Ignore the pictures in the data below and set down exactly the lines from its first line through the line containing "positive clicks: (310, 50)".

(Records excerpted from a collection)

————

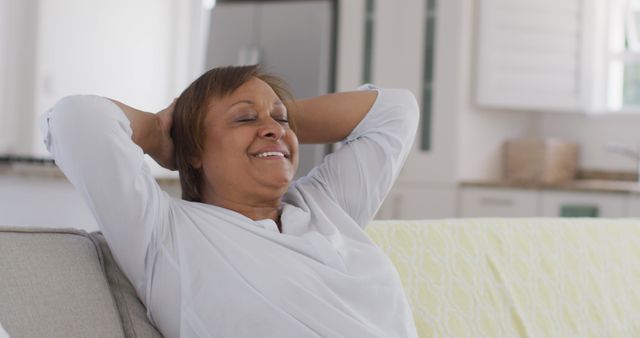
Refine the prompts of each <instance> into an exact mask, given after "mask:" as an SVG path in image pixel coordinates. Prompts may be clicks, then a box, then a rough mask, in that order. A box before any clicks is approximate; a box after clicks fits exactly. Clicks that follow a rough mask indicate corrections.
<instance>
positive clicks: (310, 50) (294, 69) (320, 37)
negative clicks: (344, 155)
mask: <svg viewBox="0 0 640 338" xmlns="http://www.w3.org/2000/svg"><path fill="white" fill-rule="evenodd" d="M210 22H211V26H210V31H209V32H210V35H209V41H208V47H207V56H206V66H207V68H213V67H218V66H228V65H248V64H261V65H262V66H263V68H264V69H265V70H267V71H268V72H271V73H274V74H277V75H279V76H281V77H282V78H283V79H284V80H285V81H287V83H288V84H289V85H290V87H291V91H292V94H293V95H294V97H296V98H304V97H311V96H317V95H321V94H326V93H327V92H328V91H330V90H331V89H332V87H333V83H332V79H333V65H332V62H331V60H332V58H333V53H334V51H333V41H332V36H333V29H334V27H333V9H332V2H331V1H326V0H325V1H321V0H317V1H300V2H269V1H267V2H257V1H255V2H250V1H249V2H222V3H219V4H217V5H216V6H215V7H214V9H213V11H212V12H211V20H210ZM299 150H300V162H299V166H298V177H299V176H301V175H304V174H306V173H307V172H308V171H309V170H311V168H313V167H315V166H316V165H317V164H318V163H320V162H321V161H322V158H323V157H324V155H325V154H326V153H327V147H326V146H325V145H310V144H302V145H300V149H299Z"/></svg>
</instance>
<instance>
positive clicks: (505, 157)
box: [502, 138, 579, 184]
mask: <svg viewBox="0 0 640 338" xmlns="http://www.w3.org/2000/svg"><path fill="white" fill-rule="evenodd" d="M502 150H503V151H502V153H503V176H504V179H505V180H506V181H508V182H512V183H532V184H534V183H560V182H566V181H570V180H573V179H574V178H575V177H576V173H577V169H578V150H579V146H578V144H577V143H575V142H571V141H567V140H561V139H541V138H518V139H510V140H507V141H505V142H504V144H503V149H502Z"/></svg>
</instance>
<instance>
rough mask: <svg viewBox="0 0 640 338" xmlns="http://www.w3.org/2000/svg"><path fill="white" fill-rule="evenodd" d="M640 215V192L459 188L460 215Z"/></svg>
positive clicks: (485, 187)
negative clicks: (459, 198)
mask: <svg viewBox="0 0 640 338" xmlns="http://www.w3.org/2000/svg"><path fill="white" fill-rule="evenodd" d="M563 208H564V214H568V215H571V214H573V215H574V216H584V217H587V216H589V215H595V216H597V217H610V218H616V217H640V195H636V194H631V193H625V192H618V193H613V192H592V191H569V190H550V189H543V188H539V189H516V188H505V187H501V188H498V187H474V186H463V187H461V188H460V207H459V213H458V215H459V216H461V217H561V216H563Z"/></svg>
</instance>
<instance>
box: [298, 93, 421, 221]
mask: <svg viewBox="0 0 640 338" xmlns="http://www.w3.org/2000/svg"><path fill="white" fill-rule="evenodd" d="M365 88H368V89H371V87H365ZM291 106H293V107H294V108H293V109H292V115H291V117H292V120H293V122H294V124H295V127H296V128H297V134H298V138H299V139H300V142H301V143H333V142H338V141H341V142H342V147H340V148H339V149H338V150H337V151H335V152H333V153H331V154H329V155H327V156H325V158H324V160H323V162H322V163H321V164H320V165H318V166H317V167H316V168H315V169H314V170H313V171H312V172H311V173H309V176H308V179H305V180H300V181H299V182H300V183H299V184H311V185H314V186H316V187H317V188H320V189H322V190H324V191H326V192H327V193H328V194H329V195H330V196H331V197H332V199H334V200H335V201H336V202H337V203H338V205H340V207H341V208H342V209H343V210H345V211H346V212H347V213H348V214H349V215H350V216H351V218H352V219H354V220H355V221H356V223H358V224H359V225H360V226H361V227H363V228H364V227H365V226H366V225H367V224H368V223H369V222H370V221H371V219H372V218H373V216H374V215H375V213H376V211H377V210H378V208H379V207H380V205H381V204H382V201H383V200H384V198H385V197H386V195H387V193H388V192H389V190H390V189H391V186H392V185H393V182H394V181H395V179H396V178H397V177H398V174H399V173H400V169H401V168H402V165H403V164H404V161H405V159H406V158H407V155H408V154H409V151H410V149H411V146H412V144H413V139H414V136H415V133H416V130H417V125H418V115H419V114H418V105H417V102H416V100H415V97H414V96H413V94H412V93H411V92H410V91H408V90H404V89H379V90H365V91H358V92H347V93H338V94H330V95H325V96H320V97H316V98H310V99H306V100H301V101H298V102H295V104H294V105H291ZM363 197H364V198H363Z"/></svg>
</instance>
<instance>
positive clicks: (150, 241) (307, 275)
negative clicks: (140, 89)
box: [41, 89, 418, 338]
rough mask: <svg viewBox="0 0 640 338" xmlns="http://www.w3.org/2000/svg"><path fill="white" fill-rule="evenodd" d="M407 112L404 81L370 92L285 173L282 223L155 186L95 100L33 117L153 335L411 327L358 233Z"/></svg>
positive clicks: (400, 155) (412, 321) (398, 170)
mask: <svg viewBox="0 0 640 338" xmlns="http://www.w3.org/2000/svg"><path fill="white" fill-rule="evenodd" d="M376 90H377V89H376ZM417 121H418V107H417V104H416V101H415V98H414V97H413V95H412V94H411V93H410V92H408V91H406V90H400V89H384V90H378V96H377V99H376V101H375V103H374V104H373V106H372V108H371V110H370V111H369V112H368V114H367V115H366V116H365V117H364V119H363V120H362V121H361V122H360V123H359V124H358V126H357V127H356V128H355V129H354V130H353V131H352V132H351V134H350V135H349V137H348V138H347V139H346V140H344V141H343V146H342V147H340V149H339V150H337V151H336V152H334V153H332V154H329V155H327V156H326V157H325V158H324V160H323V162H322V163H321V164H320V165H318V166H317V167H316V168H314V169H313V170H312V171H311V172H310V173H309V174H308V175H307V176H305V177H302V178H300V179H298V180H297V181H295V182H293V183H292V185H291V186H290V188H289V190H288V191H287V193H286V194H285V195H284V197H283V199H282V202H283V211H282V215H281V224H282V233H280V232H279V231H278V229H277V227H276V224H275V223H274V222H273V221H272V220H258V221H253V220H251V219H249V218H247V217H245V216H243V215H241V214H239V213H237V212H235V211H232V210H228V209H224V208H220V207H217V206H214V205H209V204H204V203H196V202H187V201H184V200H180V199H175V198H171V197H170V196H168V195H167V194H166V193H165V192H164V191H162V190H161V189H160V187H159V186H158V184H157V183H156V181H155V179H154V177H153V176H152V174H151V173H150V170H149V168H148V167H147V165H146V164H145V162H144V159H143V151H142V149H141V148H140V147H139V146H137V145H136V144H135V143H134V142H133V141H132V140H131V136H132V130H131V127H130V124H129V120H128V119H127V117H126V116H125V114H124V113H123V112H122V110H120V109H119V108H118V106H116V105H115V104H114V103H113V102H112V101H110V100H108V99H106V98H103V97H99V96H72V97H67V98H64V99H62V100H60V101H59V102H58V103H57V104H56V105H55V106H54V107H53V108H51V109H50V110H49V111H47V112H46V113H44V114H43V118H42V121H41V122H42V130H43V134H44V141H45V144H46V146H47V148H48V149H49V151H50V152H51V153H52V154H53V156H54V158H55V161H56V163H57V165H58V166H59V167H60V169H62V171H63V172H64V173H65V175H66V176H67V177H68V179H69V180H70V181H71V182H72V183H73V185H74V186H75V187H76V189H77V190H78V191H79V192H80V194H81V195H82V196H83V198H84V200H85V201H86V202H87V203H88V205H89V208H90V209H91V211H92V212H93V215H94V216H95V218H96V220H97V223H98V225H99V227H100V229H101V230H102V232H103V234H104V236H105V238H106V240H107V242H108V243H109V246H110V247H111V249H112V251H113V254H114V257H115V259H116V261H117V262H118V264H119V265H120V267H121V268H122V270H123V271H124V273H125V274H126V276H127V277H128V278H129V280H130V281H131V282H132V284H133V285H134V287H135V289H136V291H137V293H138V296H139V297H140V299H141V300H142V301H143V302H144V304H145V305H146V306H147V309H148V310H147V311H148V312H147V315H148V317H149V319H150V320H151V321H152V322H153V323H154V324H155V325H156V326H157V327H158V329H159V330H160V331H161V332H162V334H163V335H165V336H166V337H178V336H180V337H278V338H282V337H359V338H361V337H417V333H416V329H415V324H414V322H413V316H412V313H411V310H410V308H409V305H408V302H407V300H406V297H405V294H404V291H403V289H402V285H401V283H400V279H399V276H398V273H397V271H396V270H395V268H394V266H393V265H392V263H391V261H390V260H389V259H388V258H387V257H386V256H385V254H384V253H383V252H382V251H381V250H380V249H379V248H378V247H377V246H376V245H375V244H374V243H373V242H372V241H371V240H370V239H369V238H368V237H367V236H366V234H365V233H364V232H363V229H364V227H365V226H366V225H367V223H369V222H370V220H371V219H372V218H373V216H374V214H375V212H376V211H377V210H378V208H379V206H380V204H381V203H382V201H383V199H384V197H385V196H386V194H387V193H388V191H389V190H390V188H391V185H392V184H393V182H394V180H395V179H396V177H397V176H398V173H399V171H400V168H401V167H402V165H403V163H404V160H405V159H406V157H407V154H408V152H409V150H410V148H411V145H412V142H413V139H414V137H415V133H416V127H417ZM221 160H224V159H221Z"/></svg>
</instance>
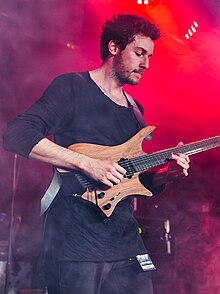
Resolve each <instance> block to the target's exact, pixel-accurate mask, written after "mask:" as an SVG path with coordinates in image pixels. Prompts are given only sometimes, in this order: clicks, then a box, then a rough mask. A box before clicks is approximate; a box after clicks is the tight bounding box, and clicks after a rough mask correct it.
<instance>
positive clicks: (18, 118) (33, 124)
mask: <svg viewBox="0 0 220 294" xmlns="http://www.w3.org/2000/svg"><path fill="white" fill-rule="evenodd" d="M72 88H73V87H72V75H62V76H59V77H57V78H55V79H54V80H53V81H52V83H51V84H50V85H49V87H48V88H47V89H46V91H45V92H44V94H43V95H42V97H41V98H40V99H39V100H38V101H37V102H35V103H34V104H33V105H32V106H31V107H30V108H29V109H28V110H26V111H25V112H24V113H22V114H20V115H19V116H18V117H16V118H15V119H13V120H12V121H10V122H9V123H8V126H7V129H6V131H5V133H4V136H3V145H4V148H5V149H6V150H8V151H11V152H14V153H17V154H20V155H22V156H24V157H28V155H29V153H30V152H31V150H32V148H33V147H34V146H35V145H36V144H37V143H38V142H39V141H40V140H41V139H43V138H45V137H46V136H48V135H51V134H55V133H59V132H60V131H61V130H62V128H63V127H64V126H65V124H67V121H68V119H69V118H70V117H71V113H72V109H73V89H72Z"/></svg>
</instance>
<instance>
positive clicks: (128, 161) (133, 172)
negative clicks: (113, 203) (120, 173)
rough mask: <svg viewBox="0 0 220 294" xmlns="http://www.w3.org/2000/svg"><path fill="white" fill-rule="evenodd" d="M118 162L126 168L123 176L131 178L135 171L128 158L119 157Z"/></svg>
mask: <svg viewBox="0 0 220 294" xmlns="http://www.w3.org/2000/svg"><path fill="white" fill-rule="evenodd" d="M118 164H119V165H120V166H121V167H123V168H124V169H125V170H126V174H125V175H124V177H125V178H127V179H131V178H132V176H133V175H134V173H135V168H134V166H133V164H132V162H131V160H130V159H128V158H121V159H120V160H119V161H118Z"/></svg>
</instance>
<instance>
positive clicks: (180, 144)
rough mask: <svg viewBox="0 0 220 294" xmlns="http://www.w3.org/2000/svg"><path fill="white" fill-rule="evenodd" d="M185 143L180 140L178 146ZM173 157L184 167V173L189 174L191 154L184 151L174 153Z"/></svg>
mask: <svg viewBox="0 0 220 294" xmlns="http://www.w3.org/2000/svg"><path fill="white" fill-rule="evenodd" d="M181 145H183V143H182V142H180V143H179V144H178V145H177V146H181ZM171 158H172V159H174V160H176V163H177V164H178V165H179V166H180V167H182V169H183V173H184V175H185V176H188V169H189V162H190V160H189V156H188V155H186V154H182V153H177V154H172V156H171Z"/></svg>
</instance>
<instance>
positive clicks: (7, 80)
mask: <svg viewBox="0 0 220 294" xmlns="http://www.w3.org/2000/svg"><path fill="white" fill-rule="evenodd" d="M191 2H192V3H191ZM0 6H1V8H0V32H1V35H0V54H1V59H0V72H1V80H0V83H1V85H0V89H1V96H0V99H1V102H0V105H1V106H0V120H1V124H0V132H1V134H2V133H3V131H4V129H5V126H6V123H7V121H9V120H10V119H12V118H13V117H14V116H15V115H17V114H18V113H20V112H22V111H23V110H25V109H26V108H27V107H29V106H30V105H31V104H32V103H33V102H34V101H35V100H36V99H37V98H38V97H39V96H40V95H41V94H42V92H43V90H44V89H45V88H46V87H47V85H48V83H49V82H50V81H51V80H52V79H53V78H54V77H55V76H57V75H59V74H62V73H65V72H70V71H83V70H89V69H92V68H94V67H96V66H98V65H99V64H100V58H99V32H100V26H101V24H102V23H103V22H104V20H105V19H106V18H108V17H110V16H111V15H113V14H115V13H136V14H139V15H143V16H146V17H148V18H150V19H151V20H152V21H153V22H155V23H157V24H158V26H159V27H160V28H161V32H162V38H161V40H159V41H157V42H156V45H155V54H154V56H153V57H152V59H151V60H150V69H149V70H148V71H147V72H146V74H145V76H144V77H143V78H142V80H141V82H140V84H139V85H138V86H136V87H131V86H130V87H126V90H127V91H128V92H129V93H130V94H131V95H133V96H135V97H136V99H137V100H138V101H139V102H141V103H142V105H143V106H144V109H145V117H146V120H147V121H148V124H149V125H155V126H156V130H155V131H154V135H153V140H152V141H151V142H149V143H147V144H146V146H145V147H144V148H145V151H146V152H149V153H150V152H153V151H158V150H161V149H165V148H168V147H172V146H175V145H176V144H177V143H178V142H179V141H183V142H184V143H189V142H191V141H196V140H200V139H204V138H207V137H212V136H215V135H219V134H220V132H219V122H220V107H219V106H220V102H219V93H220V83H219V80H220V55H219V52H220V34H219V28H220V23H219V19H220V4H219V1H218V0H215V1H214V0H212V1H208V3H207V1H204V0H203V1H201V0H196V1H188V2H186V1H183V0H177V1H172V0H167V1H165V0H155V1H153V0H152V1H150V4H149V5H145V4H144V3H142V4H137V1H136V0H129V1H125V0H124V1H116V0H108V1H106V0H99V1H93V0H75V1H70V0H47V1H45V0H38V1H34V0H20V1H6V0H5V1H4V0H0ZM193 21H196V22H197V23H198V24H199V26H198V28H197V32H196V33H195V34H194V35H193V36H192V37H191V38H190V39H189V40H187V39H186V38H185V34H186V33H187V30H188V28H190V26H191V25H192V23H193ZM219 150H220V149H215V150H211V151H207V152H205V153H201V154H199V155H195V156H194V157H192V158H191V170H190V174H189V176H188V177H187V178H186V179H184V180H183V181H181V182H179V183H175V184H173V185H169V186H168V187H167V189H166V191H165V192H164V193H163V194H161V195H159V196H157V197H155V198H153V199H148V200H138V203H137V211H136V212H135V214H136V215H137V216H138V218H140V219H143V218H148V217H149V218H156V219H161V218H162V219H167V218H168V219H169V220H170V222H171V235H172V242H173V247H172V256H169V258H167V257H166V256H163V255H161V258H160V257H158V255H157V254H156V256H155V260H156V262H157V263H158V267H159V269H158V271H157V272H155V273H154V275H155V278H154V282H155V289H156V291H157V292H158V293H164V294H172V293H178V294H180V293H187V294H189V293H192V294H197V293H198V294H203V293H220V281H219V279H218V277H219V273H220V265H219V255H220V249H219V248H220V229H219V227H220V226H219V221H220V201H219V196H220V175H219V166H220V157H219ZM0 162H1V165H0V174H1V177H0V185H1V197H0V213H1V217H0V230H1V232H0V235H1V237H0V242H1V241H4V240H5V239H7V232H8V231H7V230H8V216H9V214H10V206H11V197H12V193H13V177H14V176H15V179H16V180H15V183H14V184H15V217H14V223H15V225H14V227H15V228H16V230H15V231H16V233H15V235H16V236H15V240H14V244H13V248H14V255H15V258H17V259H22V260H29V261H31V262H32V261H33V260H35V258H36V256H37V254H38V249H39V247H40V242H41V220H40V218H39V206H40V198H41V196H42V195H43V193H44V192H45V190H46V188H47V186H48V183H49V181H50V178H51V168H50V166H48V165H46V164H42V163H38V162H34V161H29V160H27V159H23V158H20V157H18V158H17V159H16V158H15V157H14V156H13V155H12V154H10V153H8V152H6V151H4V150H3V148H2V147H1V148H0ZM15 163H16V169H14V165H15ZM146 222H147V220H146ZM155 226H156V225H155ZM156 229H157V228H155V230H156ZM149 238H151V236H149ZM1 244H2V243H1ZM1 244H0V245H1ZM3 244H4V243H3ZM1 248H2V247H1ZM1 250H2V252H3V251H4V250H3V249H1ZM3 253H4V252H3ZM3 253H2V254H3ZM164 272H166V274H167V275H165V277H164ZM161 273H162V274H161ZM160 274H161V275H160ZM162 276H163V277H164V278H163V279H162V278H161V277H162ZM171 284H172V287H171ZM160 287H162V288H160ZM161 289H163V290H161Z"/></svg>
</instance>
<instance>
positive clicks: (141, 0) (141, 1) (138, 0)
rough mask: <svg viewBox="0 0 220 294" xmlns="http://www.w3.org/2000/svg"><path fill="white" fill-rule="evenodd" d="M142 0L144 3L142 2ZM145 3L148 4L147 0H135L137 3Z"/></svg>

————

*RESPONSE BELOW:*
Refine the prompts of each <instance> into an exact mask, given after "mask:" as an SVG path in image pixel coordinates. Prompts may be clicks, then a box, then a rough mask, in that order. A box before any clicks is approximate; a box after clicks fits exactly. Clicks that follow a rough mask indicate corrections.
<instance>
positive clicks: (310, 50) (294, 69) (320, 37)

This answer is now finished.